Provided passage:
Behavioural biologist Wouter Halfwerk has been awarded a 2-year outgoing Rubicon-grant from NWO. He will be working at the Smithsonian Tropical Research Institute with bats and frogs to understand the evolution of multimodal communication.

Frog-eating bats are specialized to detect calling Tungara frogs

Signaling sex or snack in complex sensory environments

Elaborate animal courtship displays often involve complex signals that target different sensory systems, such as vision, hearing and smell. Such multimodal communication is in particular favoured in complex sensory environments as it can restore information sent between senders and receivers when one signal channel is temporarily blocked. Multimodal signals may therefore aid females in detecting potential mates, but may at the same time attract unwanted predators, leading to a potential trade-off between survival and reproduction.

Wouter Halfwerk will be studying the trade-off related to multimodal signals of Neotropical tĂșngara frogs (Physalaemus pustulosus). Males of these frogs call and use inflation of the vocal sac as visual cue to attract females. Potentially the same cues may be used by frog-eating bats (Trachops cirrhosus) to find their prey. In his project, Wouter will test with the use of robotic male frogs to what extend acoustic and visual cue will aid bats and female frogs to detect a calling male frog.

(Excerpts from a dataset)

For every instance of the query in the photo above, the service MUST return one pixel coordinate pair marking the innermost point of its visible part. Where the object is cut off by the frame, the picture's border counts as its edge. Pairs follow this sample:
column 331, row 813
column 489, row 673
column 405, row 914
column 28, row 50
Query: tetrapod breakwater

Set of tasks:
• A. Answer these questions about the grant passage, one per line:
(i) At which institute will Wouter Halfwerk be working?
(ii) What do male frogs use as a visual cue to attract females?
(iii) What will Wouter use to test how acoustic and visual cues help bats and female frogs detect a calling male?
• B. Reproduce word for word the stretch of the grant passage from "Behavioural biologist Wouter" through "of multimodal communication.".

Written answers:
• A.
(i) The Smithsonian Tropical Research Institute
(ii) Inflation of the vocal sac
(iii) Robotic male frogs

• B.
Behavioural biologist Wouter Halfwerk has been awarded a 2-year outgoing Rubicon-grant from NWO. He will be working at the Smithsonian Tropical Research Institute with bats and frogs to understand the evolution of multimodal communication.